• _WHAT YOU SHOULD DO_:
Return the data that follows, keeping every word and mark unchanged.

• _DATA SUPPLIED_:
--
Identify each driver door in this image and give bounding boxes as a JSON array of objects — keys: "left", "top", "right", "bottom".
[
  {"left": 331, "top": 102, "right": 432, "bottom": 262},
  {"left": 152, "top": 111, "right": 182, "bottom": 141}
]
--
• _OUTPUT_:
Identify each driver door in this image and give bounding boxes as a JSON array of objects — keys: "left", "top", "right", "bottom".
[
  {"left": 331, "top": 102, "right": 432, "bottom": 262},
  {"left": 152, "top": 111, "right": 182, "bottom": 141}
]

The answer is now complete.